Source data
++++++

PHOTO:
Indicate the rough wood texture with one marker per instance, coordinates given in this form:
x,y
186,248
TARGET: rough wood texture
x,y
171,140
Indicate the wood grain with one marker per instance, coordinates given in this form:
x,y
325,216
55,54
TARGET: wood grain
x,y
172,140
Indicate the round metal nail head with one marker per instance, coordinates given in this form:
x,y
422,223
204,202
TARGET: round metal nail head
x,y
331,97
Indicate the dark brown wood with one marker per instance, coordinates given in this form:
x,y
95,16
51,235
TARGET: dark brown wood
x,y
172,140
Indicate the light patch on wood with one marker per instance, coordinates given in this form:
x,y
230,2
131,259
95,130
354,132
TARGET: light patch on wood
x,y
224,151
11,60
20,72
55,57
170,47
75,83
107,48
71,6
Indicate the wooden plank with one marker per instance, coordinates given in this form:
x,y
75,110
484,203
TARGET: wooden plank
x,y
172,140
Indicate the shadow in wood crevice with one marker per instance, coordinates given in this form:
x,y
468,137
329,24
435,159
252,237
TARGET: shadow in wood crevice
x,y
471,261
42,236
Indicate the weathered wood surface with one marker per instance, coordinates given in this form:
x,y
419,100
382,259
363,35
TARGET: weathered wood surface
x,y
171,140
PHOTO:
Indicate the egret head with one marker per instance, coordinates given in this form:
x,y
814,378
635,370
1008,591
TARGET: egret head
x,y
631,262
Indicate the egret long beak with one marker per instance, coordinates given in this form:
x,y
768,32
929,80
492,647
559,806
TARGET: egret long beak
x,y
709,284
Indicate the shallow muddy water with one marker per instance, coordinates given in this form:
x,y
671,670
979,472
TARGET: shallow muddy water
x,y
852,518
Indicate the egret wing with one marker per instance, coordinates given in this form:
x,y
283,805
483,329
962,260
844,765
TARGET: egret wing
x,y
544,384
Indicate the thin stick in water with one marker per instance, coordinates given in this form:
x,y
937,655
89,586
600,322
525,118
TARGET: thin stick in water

++++++

Instruction —
Reproduce the listing above word for word.

Correct result —
PHOTO:
Indicate the rough wood texture with one marker per instance, coordinates given in this form:
x,y
186,248
TARGET: rough wood texture
x,y
171,140
Indicate the wood grain with one marker per instance, coordinates given in this form:
x,y
325,216
55,54
TARGET: wood grain
x,y
172,140
Indicate the round metal nail head with one marker per instance, coordinates given in this form:
x,y
422,223
204,202
TARGET: round metal nail head
x,y
331,97
Indicate the dark brown wood with one marker per instance, coordinates given in this form:
x,y
95,16
51,235
TARGET: dark brown wood
x,y
172,140
Indicate the light patch on wood with one marker per instance, coordinates given in this form:
x,y
230,2
131,259
95,130
354,132
TARGET: light patch on wood
x,y
224,151
11,60
20,72
55,57
170,47
75,83
107,48
71,6
Indicate the wooden plank with one marker per instance, coordinates given in this form:
x,y
75,110
484,203
TARGET: wooden plank
x,y
172,140
Indicate the shadow in wood crevice with one marker per instance, coordinates given in this form:
x,y
468,137
329,24
435,159
252,237
TARGET: shadow in wood crevice
x,y
471,261
42,236
Indicate the weathered wood surface with one marker per instance, coordinates given in this form:
x,y
419,100
382,259
363,35
TARGET: weathered wood surface
x,y
171,140
PHOTO:
Indicate the egret head with one marker per instance, coordinates given in this form:
x,y
814,378
635,370
1008,591
TARGET: egret head
x,y
631,262
Indicate the egret long beak with one marker per instance, coordinates given in this form:
x,y
768,32
929,80
492,647
559,806
TARGET: egret long beak
x,y
709,284
Indicate the shallow muddy water with one marker per instance, coordinates given in this form:
x,y
671,670
979,472
TARGET: shallow muddy water
x,y
852,518
Indicate the egret wing with one marker per instance, coordinates given in this form:
x,y
283,805
483,329
962,260
844,765
TARGET: egret wing
x,y
544,384
Indicate the thin stick in water with one marker per instance, coordinates given in this form:
x,y
937,655
89,586
600,322
525,118
TARGET: thin stick in water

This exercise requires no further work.